— start —

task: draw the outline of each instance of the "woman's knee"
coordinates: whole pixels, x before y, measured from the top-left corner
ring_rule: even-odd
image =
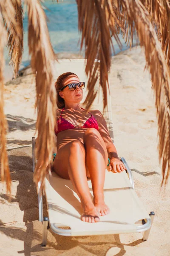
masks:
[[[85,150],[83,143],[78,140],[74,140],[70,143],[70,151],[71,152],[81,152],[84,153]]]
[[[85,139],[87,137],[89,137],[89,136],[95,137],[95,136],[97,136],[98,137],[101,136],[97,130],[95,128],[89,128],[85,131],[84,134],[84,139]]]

— end —
— start —

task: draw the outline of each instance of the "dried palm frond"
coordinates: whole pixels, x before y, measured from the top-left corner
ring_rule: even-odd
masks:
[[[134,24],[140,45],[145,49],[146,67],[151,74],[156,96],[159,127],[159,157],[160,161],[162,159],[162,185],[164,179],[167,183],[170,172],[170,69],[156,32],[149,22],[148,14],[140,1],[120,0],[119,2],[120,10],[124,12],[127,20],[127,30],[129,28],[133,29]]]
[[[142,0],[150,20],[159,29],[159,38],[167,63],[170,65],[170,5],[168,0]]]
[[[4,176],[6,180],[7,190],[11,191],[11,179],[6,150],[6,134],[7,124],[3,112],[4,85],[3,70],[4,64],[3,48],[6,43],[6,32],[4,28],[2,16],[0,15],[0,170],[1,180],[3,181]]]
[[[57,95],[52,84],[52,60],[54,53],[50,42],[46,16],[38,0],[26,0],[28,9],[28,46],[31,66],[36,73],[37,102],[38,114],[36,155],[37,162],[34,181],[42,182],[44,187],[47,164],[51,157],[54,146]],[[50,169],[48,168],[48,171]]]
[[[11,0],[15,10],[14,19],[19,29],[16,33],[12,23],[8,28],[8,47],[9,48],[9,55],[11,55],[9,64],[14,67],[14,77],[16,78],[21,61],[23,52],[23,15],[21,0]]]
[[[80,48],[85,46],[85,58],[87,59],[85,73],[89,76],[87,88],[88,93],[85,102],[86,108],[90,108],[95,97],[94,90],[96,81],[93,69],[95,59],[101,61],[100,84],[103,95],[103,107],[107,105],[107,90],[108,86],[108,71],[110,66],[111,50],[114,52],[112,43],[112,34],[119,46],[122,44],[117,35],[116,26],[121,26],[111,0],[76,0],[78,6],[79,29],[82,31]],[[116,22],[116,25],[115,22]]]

— end —
— start —

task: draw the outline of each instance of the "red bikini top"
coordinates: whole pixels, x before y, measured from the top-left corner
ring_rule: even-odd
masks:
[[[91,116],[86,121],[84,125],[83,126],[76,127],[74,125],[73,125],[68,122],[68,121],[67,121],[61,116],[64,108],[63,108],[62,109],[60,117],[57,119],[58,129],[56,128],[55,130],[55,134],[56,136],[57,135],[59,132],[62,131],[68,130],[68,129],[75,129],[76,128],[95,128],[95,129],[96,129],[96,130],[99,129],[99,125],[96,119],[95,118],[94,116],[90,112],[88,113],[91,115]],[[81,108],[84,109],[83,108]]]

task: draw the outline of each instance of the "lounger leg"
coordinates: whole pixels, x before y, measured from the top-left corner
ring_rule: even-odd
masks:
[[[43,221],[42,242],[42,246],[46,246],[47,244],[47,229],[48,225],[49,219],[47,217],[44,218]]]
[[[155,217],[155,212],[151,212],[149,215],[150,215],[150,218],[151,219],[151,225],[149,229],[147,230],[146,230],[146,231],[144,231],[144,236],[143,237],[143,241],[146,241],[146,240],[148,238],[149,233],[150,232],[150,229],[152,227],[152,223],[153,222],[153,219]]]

— end —

Task objective
Pick out every line in the listing above that contains the word "outline", and copy each of those lines in full. Case counts.

Response to this exercise
task: draw the outline of each instance of the "woman's knee"
task: draw the outline of each instance of the "dried palm frond"
task: draw the outline of each instance of the "red bikini top"
task: draw the outline of each instance of the "lounger leg"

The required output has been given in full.